> **対象の記事**
米国女子ツアー進出の時期やオリンピック代表の話をすると、決まりが悪そうな表情を隠せない。しっかりと自分の考えを話すが、称賛されると小さくなる。
韓国女子ツアーで、今や“女王”と呼んでも過言ではないチェ・ヘジン(19)の話だ。
チェ・ヘジンは6月9日に幕を閉じた「エスオイル・チャンピオンシップ」で、通算12アンダーの逆転優勝を果たした。韓国女子ツアー最多勝ランキング1位(3勝)で、独走体勢に入っている。チェ・ヘジンは「シーズンが始まる前に立てた目標は昨年よりも良い成績を残すことだったが、すでに勝数(2勝)は上回った。まだシーズンがたくさん残っているので、次の目標を設定する」と述べた。

> **指示文 1**
チェ・ヘジンの記事のうち、「米国女子ツアー進出の時期やオ」から「の目標を設定する」と述べた。」までの部分を、両端を含めて一字一句変えずに返すこと。
記事とリストは、それぞれ別の出典から取られたものだ。

> **データセット**

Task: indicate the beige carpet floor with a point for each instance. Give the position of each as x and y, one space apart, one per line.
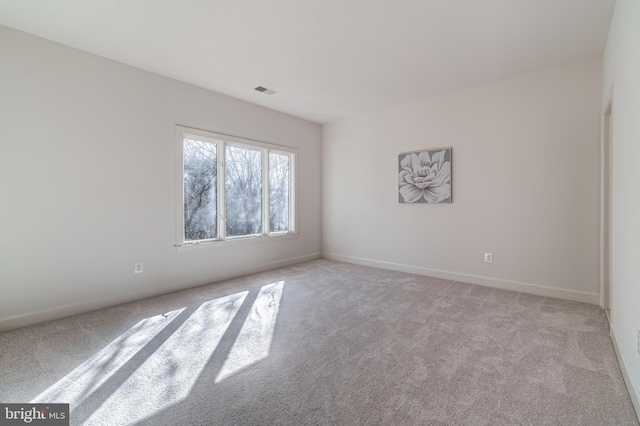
325 343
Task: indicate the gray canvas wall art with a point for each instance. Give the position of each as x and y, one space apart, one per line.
425 176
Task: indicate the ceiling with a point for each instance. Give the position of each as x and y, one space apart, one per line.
327 59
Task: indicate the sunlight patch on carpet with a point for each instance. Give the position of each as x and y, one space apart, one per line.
253 343
169 374
76 386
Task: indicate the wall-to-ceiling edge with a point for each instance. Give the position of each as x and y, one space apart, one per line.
88 179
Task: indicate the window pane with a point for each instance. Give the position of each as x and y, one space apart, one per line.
243 189
200 190
279 171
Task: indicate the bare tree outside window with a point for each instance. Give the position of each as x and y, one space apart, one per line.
243 191
200 190
279 170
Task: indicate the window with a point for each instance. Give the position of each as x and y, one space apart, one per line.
233 188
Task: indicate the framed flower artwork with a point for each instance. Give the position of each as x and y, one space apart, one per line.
425 176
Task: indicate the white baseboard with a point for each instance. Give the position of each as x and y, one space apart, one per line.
23 320
540 290
632 387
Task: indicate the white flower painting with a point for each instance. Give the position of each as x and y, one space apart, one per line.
425 176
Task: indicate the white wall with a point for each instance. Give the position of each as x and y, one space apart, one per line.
525 177
87 181
622 71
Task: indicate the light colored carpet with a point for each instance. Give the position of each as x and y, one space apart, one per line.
325 343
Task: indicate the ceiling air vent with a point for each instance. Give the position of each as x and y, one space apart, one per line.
265 90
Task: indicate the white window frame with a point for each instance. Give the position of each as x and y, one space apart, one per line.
222 141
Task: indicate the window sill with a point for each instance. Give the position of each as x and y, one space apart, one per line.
252 239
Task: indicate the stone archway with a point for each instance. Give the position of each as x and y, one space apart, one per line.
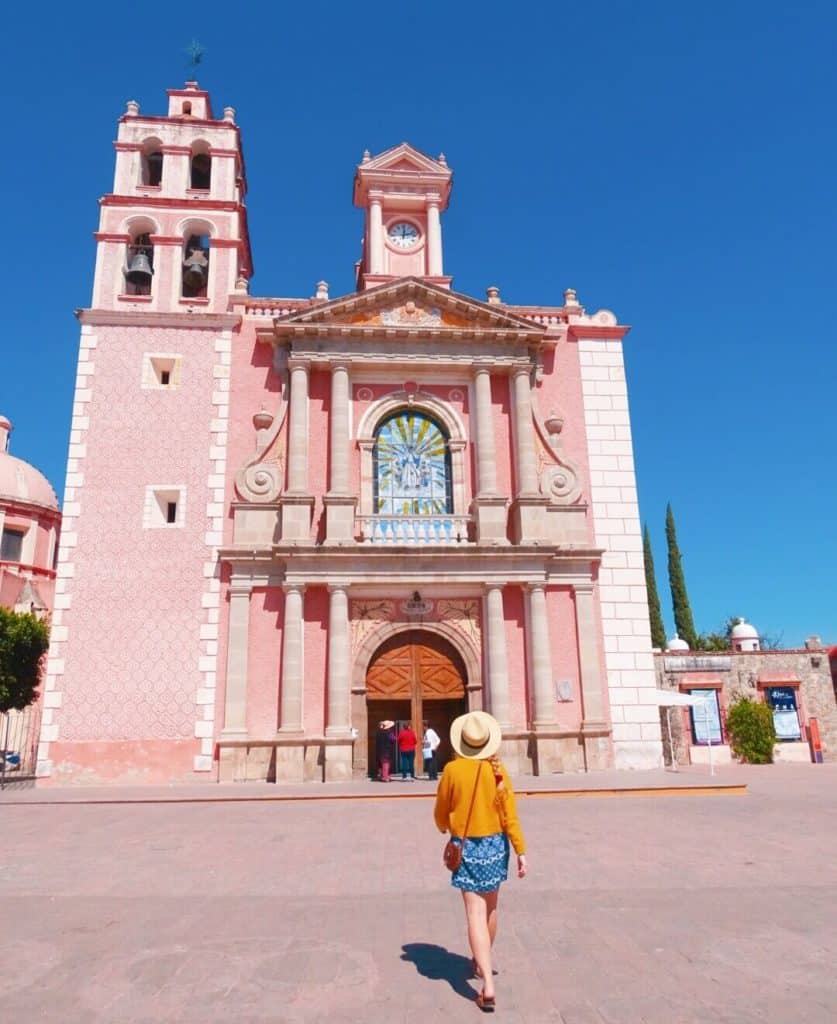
414 675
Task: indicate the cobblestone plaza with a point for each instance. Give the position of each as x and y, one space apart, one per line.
661 909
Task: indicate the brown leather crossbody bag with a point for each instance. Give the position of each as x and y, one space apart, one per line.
452 855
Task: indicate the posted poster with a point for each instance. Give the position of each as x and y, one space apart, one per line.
706 720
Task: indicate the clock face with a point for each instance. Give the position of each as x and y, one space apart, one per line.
403 235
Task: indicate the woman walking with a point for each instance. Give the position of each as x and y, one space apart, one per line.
475 803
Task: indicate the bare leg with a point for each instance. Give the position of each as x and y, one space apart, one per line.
491 906
478 937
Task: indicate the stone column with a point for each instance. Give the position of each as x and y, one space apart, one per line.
594 727
235 705
290 718
298 429
433 238
296 503
498 660
489 506
529 508
375 235
339 503
338 434
540 658
525 462
486 456
338 719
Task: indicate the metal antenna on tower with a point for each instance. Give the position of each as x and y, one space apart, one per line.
195 52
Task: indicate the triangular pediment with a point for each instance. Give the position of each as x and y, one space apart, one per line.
409 304
404 158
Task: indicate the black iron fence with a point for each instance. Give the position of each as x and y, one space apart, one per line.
18 743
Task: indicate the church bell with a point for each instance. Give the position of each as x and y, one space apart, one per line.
139 269
195 270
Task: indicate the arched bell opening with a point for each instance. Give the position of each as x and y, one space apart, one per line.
138 270
415 676
200 167
195 271
151 163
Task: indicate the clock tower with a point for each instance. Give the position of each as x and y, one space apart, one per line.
404 193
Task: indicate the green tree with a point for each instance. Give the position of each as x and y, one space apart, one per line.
24 640
751 729
683 622
658 631
719 639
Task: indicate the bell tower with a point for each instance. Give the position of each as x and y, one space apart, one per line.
404 194
172 233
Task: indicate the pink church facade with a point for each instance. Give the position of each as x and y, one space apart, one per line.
288 519
30 524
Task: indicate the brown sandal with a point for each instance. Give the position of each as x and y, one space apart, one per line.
486 1003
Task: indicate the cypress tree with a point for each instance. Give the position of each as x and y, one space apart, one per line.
658 632
683 622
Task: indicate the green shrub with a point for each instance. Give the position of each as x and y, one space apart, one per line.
752 734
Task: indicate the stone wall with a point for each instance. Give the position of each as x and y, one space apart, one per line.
741 675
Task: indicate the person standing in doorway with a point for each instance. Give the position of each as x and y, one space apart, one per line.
385 749
407 751
429 744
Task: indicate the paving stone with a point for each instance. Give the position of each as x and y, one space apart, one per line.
664 910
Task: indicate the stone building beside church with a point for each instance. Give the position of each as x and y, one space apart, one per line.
289 518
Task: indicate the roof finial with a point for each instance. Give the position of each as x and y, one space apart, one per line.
5 433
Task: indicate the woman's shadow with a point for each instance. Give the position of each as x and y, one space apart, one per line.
438 964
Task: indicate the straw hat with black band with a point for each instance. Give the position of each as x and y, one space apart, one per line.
475 735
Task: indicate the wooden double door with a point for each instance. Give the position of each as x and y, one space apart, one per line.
413 677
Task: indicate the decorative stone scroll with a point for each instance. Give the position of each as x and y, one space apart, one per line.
558 477
259 479
411 314
366 616
463 614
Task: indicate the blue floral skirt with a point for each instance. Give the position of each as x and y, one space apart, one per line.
485 863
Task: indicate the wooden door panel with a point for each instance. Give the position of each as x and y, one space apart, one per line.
419 664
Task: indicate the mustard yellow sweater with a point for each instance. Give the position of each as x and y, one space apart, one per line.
454 797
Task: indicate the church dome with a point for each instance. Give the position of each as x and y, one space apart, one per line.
744 631
18 480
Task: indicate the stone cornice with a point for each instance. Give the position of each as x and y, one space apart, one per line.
142 317
473 565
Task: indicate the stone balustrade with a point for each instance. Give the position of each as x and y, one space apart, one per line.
413 529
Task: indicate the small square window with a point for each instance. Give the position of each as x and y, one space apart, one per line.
164 507
11 546
161 371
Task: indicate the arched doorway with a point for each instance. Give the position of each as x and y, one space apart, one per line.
416 676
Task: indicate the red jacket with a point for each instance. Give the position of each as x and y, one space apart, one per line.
407 740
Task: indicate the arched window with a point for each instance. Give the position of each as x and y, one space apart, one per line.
201 168
196 266
139 265
151 164
412 466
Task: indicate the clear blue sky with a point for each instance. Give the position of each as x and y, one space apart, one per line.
676 166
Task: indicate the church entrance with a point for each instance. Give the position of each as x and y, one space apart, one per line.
414 677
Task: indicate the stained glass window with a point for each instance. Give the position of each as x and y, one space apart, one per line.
412 467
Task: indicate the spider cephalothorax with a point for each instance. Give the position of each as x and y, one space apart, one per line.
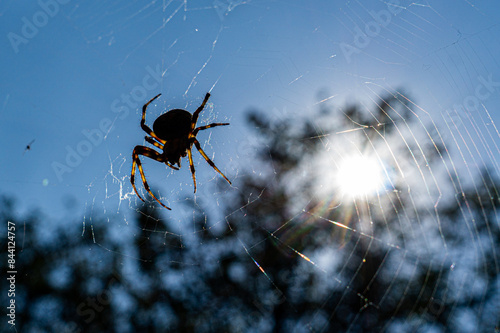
174 132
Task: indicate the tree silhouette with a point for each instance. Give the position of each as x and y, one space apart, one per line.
292 255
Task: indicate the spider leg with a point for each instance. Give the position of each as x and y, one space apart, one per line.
160 146
208 126
153 142
209 161
148 152
191 166
143 121
198 110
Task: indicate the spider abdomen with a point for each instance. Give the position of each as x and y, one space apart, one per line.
174 124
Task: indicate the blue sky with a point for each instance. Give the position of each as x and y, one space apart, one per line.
71 66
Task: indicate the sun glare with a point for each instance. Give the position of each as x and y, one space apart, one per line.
359 176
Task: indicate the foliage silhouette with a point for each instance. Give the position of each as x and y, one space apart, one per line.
255 274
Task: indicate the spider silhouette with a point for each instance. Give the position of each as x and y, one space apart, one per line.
174 132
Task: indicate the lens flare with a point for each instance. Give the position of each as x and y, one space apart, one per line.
360 176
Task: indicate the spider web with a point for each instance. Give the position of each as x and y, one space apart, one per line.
425 83
449 126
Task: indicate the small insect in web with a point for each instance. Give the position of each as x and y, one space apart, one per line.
174 132
28 146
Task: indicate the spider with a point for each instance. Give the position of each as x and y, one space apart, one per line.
174 132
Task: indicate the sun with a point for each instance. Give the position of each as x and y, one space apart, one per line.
359 176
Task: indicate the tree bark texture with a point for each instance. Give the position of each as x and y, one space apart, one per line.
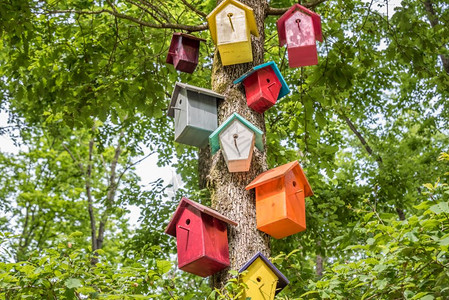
228 194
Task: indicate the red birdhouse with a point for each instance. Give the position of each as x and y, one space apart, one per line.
280 205
264 85
201 238
183 52
299 28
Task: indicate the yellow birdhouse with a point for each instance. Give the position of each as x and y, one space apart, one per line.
230 25
263 279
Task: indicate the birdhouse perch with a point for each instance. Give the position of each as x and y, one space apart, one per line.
230 25
280 200
264 85
184 51
299 28
237 138
201 238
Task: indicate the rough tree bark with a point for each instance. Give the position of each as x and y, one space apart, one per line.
228 194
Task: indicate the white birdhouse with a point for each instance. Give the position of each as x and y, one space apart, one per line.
195 112
237 138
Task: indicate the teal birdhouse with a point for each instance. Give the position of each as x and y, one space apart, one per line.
237 138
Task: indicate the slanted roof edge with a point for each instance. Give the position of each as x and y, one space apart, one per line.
171 227
214 137
282 282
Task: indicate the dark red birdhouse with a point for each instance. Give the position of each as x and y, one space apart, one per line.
264 85
299 28
201 238
183 52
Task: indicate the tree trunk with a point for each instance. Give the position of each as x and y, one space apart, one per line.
228 194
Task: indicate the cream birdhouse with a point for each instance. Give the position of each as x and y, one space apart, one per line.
231 24
237 138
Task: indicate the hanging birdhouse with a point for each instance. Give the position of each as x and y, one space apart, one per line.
280 204
183 52
195 112
236 137
230 25
264 85
201 238
263 279
299 28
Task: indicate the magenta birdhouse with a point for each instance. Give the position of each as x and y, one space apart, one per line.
201 238
300 28
264 85
183 52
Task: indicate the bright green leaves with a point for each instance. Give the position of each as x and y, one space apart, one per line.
440 208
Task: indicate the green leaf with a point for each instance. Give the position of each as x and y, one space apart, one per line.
72 283
163 266
439 208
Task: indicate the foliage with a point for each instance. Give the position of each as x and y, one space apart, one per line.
367 124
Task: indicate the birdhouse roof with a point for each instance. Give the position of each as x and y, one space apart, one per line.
252 26
179 86
183 204
214 137
316 20
282 282
188 36
271 64
173 44
280 172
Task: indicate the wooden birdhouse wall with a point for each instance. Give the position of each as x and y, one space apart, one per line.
261 281
262 89
301 40
231 25
187 54
270 204
233 36
189 237
295 200
181 117
195 116
237 142
216 239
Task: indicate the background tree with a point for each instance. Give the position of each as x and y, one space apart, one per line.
367 123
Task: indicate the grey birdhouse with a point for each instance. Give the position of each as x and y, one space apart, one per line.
236 137
195 112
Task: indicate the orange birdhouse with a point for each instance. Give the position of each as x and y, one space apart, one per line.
280 205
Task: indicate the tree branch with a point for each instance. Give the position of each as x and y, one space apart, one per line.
112 188
93 226
156 10
272 11
190 28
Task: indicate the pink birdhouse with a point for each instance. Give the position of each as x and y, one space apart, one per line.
299 28
184 51
201 238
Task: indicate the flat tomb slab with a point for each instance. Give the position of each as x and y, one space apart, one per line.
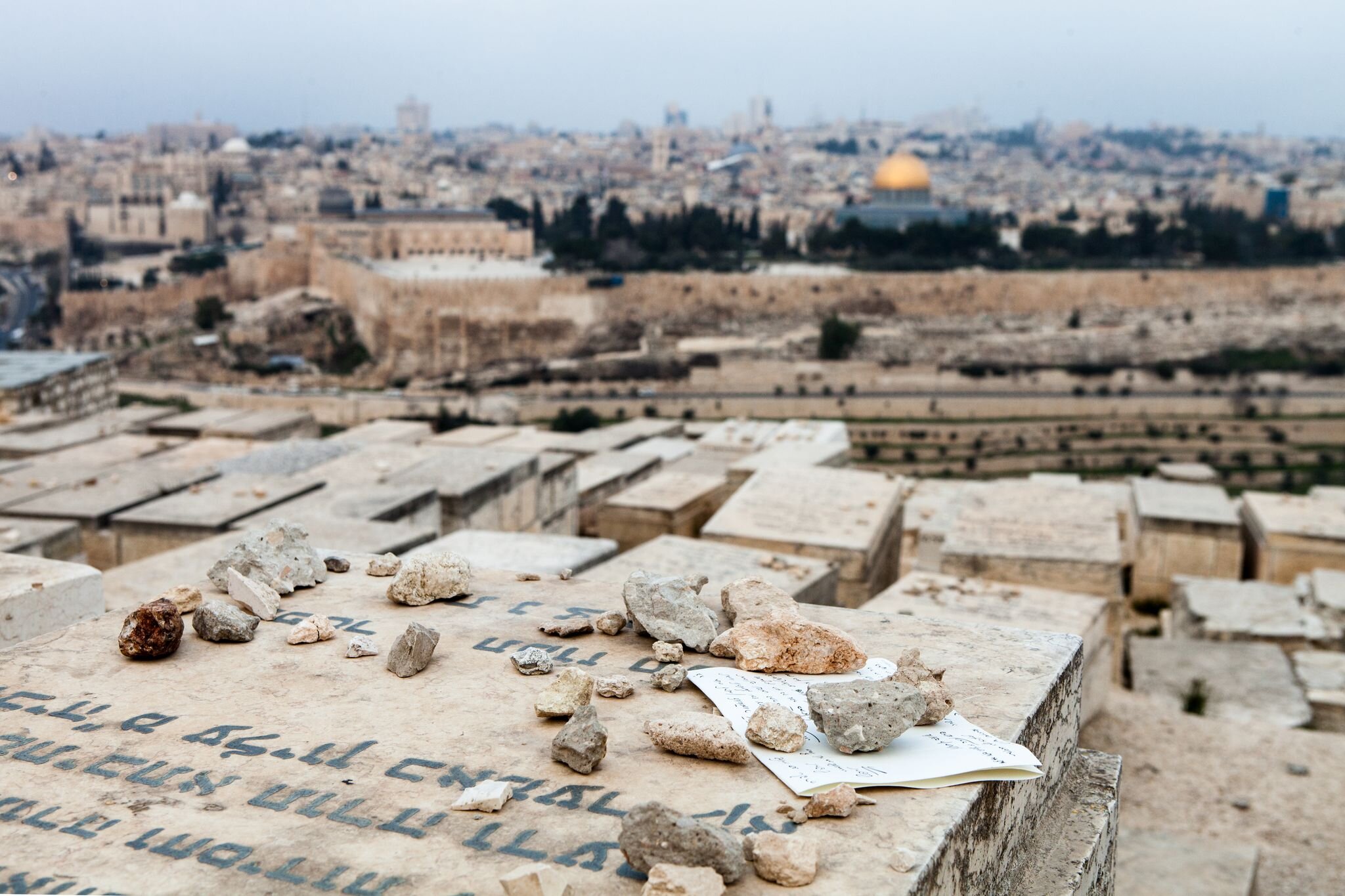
269 733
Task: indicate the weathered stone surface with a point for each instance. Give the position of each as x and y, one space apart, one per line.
787 643
361 647
277 555
385 566
531 661
862 716
571 691
667 652
412 651
489 796
583 742
567 629
751 597
223 622
669 609
790 861
431 576
615 687
698 734
611 622
929 681
653 834
254 597
678 880
775 727
669 677
311 630
151 630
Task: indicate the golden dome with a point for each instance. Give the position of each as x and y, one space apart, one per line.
902 171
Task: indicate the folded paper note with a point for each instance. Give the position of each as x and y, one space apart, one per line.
953 752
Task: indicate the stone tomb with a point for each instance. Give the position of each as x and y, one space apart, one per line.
277 769
667 503
852 517
807 580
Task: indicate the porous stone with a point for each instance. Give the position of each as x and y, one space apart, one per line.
698 734
752 597
583 742
571 691
669 609
385 566
412 651
613 687
775 727
531 661
678 880
254 597
929 681
786 860
653 834
311 630
223 622
489 796
667 652
431 576
277 555
669 677
151 630
862 716
783 641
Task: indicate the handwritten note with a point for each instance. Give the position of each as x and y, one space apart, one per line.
953 752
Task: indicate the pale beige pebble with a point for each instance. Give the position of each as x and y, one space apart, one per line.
787 643
680 880
311 630
786 860
569 691
698 734
776 727
752 597
667 652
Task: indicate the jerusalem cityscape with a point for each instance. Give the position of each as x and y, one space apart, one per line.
600 450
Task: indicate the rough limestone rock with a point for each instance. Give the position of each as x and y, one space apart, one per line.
277 555
151 630
611 622
751 598
412 651
789 643
489 796
669 609
311 630
385 566
667 652
223 622
669 677
698 734
776 727
678 880
862 716
571 691
361 647
929 681
615 687
583 742
430 578
254 597
531 661
786 860
654 834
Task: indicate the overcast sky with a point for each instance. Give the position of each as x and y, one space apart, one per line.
84 65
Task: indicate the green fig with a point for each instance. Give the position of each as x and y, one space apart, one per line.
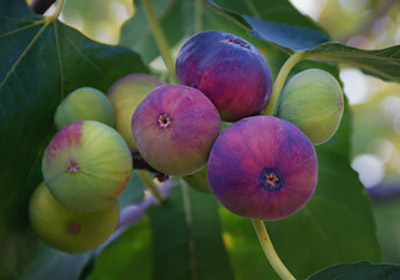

> **指示文 2**
リストの「Task: indicate the jerusalem」を含む行から最終行までを、両端の行も含めて、「番号」と「内容」の2列からなるMarkdownの表として出力してください。空行と画像は表に入れないこと。

> **最終回答 1**
米国女子ツアー進出の時期やオリンピック代表の話をすると、決まりが悪そうな表情を隠せない。しっかりと自分の考えを話すが、称賛されると小さくなる。
韓国女子ツアーで、今や“女王”と呼んでも過言ではないチェ・ヘジン(19)の話だ。
チェ・ヘジンは6月9日に幕を閉じた「エスオイル・チャンピオンシップ」で、通算12アンダーの逆転優勝を果たした。韓国女子ツアー最多勝ランキング1位(3勝)で、独走体勢に入っている。チェ・ヘジンは「シーズンが始まる前に立てた目標は昨年よりも良い成績を残すことだったが、すでに勝数(2勝)は上回った。まだシーズンがたくさん残っているので、次の目標を設定する」と述べた。

> **最終回答 2**
| 番号 | 内容 |
|---|---|
| 1 | Task: indicate the jerusalem cityscape with a point for each instance. Give the position of each as x and y, one space apart, one per line. |
| 2 | 600 450 |
| 3 | Task: indicate the rough limestone rock with a point for each instance. Give the position of each as x and y, one space apart, one per line. |
| 4 | 277 555 |
| 5 | 151 630 |
| 6 | 611 622 |
| 7 | 751 598 |
| 8 | 412 651 |
| 9 | 789 643 |
| 10 | 489 796 |
| 11 | 669 609 |
| 12 | 311 630 |
| 13 | 385 566 |
| 14 | 667 652 |
| 15 | 223 622 |
| 16 | 669 677 |
| 17 | 698 734 |
| 18 | 776 727 |
| 19 | 678 880 |
| 20 | 862 716 |
| 21 | 571 691 |
| 22 | 361 647 |
| 23 | 929 681 |
| 24 | 615 687 |
| 25 | 583 742 |
| 26 | 430 578 |
| 27 | 254 597 |
| 28 | 531 661 |
| 29 | 786 860 |
| 30 | 654 834 |
| 31 | Task: indicate the overcast sky with a point for each instance. Give the position of each as x and y, one space apart, one per line. |
| 32 | 84 65 |
| 33 | Task: indicate the green fig with a point for each instance. Give the position of each as x and y, one space apart, one per line. |